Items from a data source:

=-=-=-=-=

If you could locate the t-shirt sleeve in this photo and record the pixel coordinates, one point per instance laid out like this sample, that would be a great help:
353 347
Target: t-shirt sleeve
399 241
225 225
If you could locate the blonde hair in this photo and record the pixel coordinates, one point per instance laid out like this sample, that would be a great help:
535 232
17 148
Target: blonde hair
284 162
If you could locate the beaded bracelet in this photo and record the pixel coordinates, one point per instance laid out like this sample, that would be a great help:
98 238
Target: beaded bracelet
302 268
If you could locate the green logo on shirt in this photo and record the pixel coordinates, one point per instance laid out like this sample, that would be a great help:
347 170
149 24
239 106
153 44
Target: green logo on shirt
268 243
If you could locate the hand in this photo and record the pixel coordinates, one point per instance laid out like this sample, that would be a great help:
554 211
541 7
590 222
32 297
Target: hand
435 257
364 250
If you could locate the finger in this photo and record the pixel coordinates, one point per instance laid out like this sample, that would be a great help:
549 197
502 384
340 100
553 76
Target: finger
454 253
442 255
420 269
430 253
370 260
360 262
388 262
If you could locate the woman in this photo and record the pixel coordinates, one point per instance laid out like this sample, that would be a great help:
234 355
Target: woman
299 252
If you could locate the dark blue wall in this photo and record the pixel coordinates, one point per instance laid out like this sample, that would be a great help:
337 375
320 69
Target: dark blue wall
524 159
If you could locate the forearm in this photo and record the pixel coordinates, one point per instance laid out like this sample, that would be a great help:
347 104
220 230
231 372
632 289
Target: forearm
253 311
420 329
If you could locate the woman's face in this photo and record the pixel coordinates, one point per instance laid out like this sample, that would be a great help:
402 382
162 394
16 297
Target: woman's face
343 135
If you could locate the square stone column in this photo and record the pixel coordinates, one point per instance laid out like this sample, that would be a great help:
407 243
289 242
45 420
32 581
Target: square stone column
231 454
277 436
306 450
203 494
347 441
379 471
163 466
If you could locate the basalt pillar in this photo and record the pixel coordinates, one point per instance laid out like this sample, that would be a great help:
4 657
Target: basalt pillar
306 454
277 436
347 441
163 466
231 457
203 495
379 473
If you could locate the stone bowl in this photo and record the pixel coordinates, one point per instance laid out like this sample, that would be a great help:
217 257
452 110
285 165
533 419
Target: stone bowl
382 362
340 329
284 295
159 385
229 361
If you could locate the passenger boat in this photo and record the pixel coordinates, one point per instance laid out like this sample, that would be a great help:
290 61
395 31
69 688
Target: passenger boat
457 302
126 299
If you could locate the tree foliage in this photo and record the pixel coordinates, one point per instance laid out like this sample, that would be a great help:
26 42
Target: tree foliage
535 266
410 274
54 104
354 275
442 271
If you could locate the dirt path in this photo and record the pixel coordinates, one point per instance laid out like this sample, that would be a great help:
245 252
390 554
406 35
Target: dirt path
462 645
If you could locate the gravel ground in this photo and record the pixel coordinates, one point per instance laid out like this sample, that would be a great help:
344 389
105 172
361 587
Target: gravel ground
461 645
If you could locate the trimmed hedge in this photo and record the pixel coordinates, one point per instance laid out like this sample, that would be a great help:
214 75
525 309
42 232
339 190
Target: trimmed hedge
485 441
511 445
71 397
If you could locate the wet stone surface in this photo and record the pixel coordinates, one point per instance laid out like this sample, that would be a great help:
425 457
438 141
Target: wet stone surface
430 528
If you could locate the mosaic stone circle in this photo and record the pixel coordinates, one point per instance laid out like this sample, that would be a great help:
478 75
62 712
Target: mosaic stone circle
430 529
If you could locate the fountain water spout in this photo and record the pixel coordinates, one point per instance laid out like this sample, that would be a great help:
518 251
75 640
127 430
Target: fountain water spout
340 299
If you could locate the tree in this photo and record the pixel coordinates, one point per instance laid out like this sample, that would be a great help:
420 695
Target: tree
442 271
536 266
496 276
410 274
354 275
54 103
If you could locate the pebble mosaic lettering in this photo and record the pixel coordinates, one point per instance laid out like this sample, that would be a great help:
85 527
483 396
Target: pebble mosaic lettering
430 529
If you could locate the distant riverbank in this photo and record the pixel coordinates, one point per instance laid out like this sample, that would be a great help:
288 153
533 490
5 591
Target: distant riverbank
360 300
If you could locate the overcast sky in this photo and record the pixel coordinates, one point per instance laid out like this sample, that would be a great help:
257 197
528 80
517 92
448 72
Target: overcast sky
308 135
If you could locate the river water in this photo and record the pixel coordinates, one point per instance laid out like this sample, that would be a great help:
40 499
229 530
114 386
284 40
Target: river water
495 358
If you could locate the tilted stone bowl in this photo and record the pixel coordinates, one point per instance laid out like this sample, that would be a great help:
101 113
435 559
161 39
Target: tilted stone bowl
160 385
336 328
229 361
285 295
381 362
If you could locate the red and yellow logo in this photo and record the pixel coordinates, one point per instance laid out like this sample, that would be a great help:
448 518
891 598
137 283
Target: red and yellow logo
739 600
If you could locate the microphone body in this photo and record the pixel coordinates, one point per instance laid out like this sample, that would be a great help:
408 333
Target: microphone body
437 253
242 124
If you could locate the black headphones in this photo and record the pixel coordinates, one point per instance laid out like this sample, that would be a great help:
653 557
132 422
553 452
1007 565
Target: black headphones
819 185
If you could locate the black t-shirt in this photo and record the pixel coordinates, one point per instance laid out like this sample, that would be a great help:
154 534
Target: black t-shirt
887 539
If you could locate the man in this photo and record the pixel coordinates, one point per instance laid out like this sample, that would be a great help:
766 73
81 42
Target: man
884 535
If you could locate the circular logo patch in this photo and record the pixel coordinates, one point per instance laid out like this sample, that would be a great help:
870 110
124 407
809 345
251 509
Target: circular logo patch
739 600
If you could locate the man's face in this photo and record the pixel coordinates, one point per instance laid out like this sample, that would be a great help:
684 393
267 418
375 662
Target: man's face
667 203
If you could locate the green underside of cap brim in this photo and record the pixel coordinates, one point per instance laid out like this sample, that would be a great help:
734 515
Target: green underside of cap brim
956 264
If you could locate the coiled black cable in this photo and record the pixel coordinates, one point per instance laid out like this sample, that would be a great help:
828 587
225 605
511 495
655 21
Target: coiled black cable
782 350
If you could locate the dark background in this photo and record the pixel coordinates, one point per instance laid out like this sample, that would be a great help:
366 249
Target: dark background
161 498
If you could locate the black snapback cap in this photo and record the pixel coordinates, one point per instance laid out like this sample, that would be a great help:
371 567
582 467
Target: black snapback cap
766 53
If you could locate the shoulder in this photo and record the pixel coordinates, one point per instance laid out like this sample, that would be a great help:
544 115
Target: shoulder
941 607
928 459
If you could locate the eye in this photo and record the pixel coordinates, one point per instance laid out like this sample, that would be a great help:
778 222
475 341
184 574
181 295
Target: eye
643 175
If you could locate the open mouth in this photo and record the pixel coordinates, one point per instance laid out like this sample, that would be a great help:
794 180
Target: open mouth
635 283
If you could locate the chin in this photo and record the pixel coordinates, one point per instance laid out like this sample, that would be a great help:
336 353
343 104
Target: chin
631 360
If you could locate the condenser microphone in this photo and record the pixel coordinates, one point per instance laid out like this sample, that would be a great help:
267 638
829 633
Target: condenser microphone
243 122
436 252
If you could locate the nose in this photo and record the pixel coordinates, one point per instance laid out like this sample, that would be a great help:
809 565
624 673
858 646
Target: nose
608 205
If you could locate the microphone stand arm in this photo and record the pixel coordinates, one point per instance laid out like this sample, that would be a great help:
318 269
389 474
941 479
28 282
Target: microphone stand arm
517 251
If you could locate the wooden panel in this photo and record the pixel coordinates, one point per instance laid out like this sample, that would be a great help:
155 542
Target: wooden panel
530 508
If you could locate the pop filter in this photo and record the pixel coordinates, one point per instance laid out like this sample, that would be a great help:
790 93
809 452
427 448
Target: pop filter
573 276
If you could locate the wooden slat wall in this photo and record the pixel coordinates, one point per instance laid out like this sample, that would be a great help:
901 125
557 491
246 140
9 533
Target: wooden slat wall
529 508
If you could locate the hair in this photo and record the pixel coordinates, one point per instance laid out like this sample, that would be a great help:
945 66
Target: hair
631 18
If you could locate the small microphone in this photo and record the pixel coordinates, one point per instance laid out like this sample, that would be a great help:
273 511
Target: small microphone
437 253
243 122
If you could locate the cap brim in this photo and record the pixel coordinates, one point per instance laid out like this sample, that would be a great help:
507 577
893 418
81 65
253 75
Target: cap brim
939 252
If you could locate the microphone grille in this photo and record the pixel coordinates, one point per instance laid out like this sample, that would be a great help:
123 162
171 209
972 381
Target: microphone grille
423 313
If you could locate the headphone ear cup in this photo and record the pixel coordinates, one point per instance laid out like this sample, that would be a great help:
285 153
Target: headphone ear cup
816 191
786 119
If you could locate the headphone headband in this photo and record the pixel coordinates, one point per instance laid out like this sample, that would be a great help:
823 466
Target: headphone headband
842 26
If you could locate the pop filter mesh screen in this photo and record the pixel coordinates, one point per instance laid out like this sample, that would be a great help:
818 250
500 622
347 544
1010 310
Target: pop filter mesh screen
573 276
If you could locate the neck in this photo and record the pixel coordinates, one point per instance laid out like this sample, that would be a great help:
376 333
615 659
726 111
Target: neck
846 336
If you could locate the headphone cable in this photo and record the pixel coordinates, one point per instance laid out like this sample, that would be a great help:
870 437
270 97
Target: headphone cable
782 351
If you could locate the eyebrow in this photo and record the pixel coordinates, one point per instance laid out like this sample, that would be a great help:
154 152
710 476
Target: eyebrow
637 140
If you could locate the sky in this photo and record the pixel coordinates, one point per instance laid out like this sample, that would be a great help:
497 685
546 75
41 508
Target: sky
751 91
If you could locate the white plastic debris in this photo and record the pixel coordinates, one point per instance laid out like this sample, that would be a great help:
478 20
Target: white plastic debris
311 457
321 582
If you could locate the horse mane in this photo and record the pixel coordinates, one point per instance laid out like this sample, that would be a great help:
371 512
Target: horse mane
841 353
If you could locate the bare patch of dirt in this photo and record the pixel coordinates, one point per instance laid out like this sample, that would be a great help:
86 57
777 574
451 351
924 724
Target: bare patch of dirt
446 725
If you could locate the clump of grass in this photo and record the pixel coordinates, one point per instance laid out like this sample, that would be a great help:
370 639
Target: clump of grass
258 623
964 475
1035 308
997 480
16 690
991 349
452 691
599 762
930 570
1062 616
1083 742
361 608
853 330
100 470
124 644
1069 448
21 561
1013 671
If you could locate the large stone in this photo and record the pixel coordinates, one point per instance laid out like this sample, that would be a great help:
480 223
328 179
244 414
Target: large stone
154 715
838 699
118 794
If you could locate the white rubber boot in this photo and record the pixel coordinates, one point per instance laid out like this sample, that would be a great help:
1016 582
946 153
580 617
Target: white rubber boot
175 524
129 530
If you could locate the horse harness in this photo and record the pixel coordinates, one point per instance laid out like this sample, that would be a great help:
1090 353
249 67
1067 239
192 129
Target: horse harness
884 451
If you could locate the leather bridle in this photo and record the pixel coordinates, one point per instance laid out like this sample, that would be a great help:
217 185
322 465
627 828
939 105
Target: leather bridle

=-=-=-=-=

▸ **Your objective**:
Across all the entries, count the lines that contain the string "bridle", and give that number without anything else.

▸ **Result below**:
2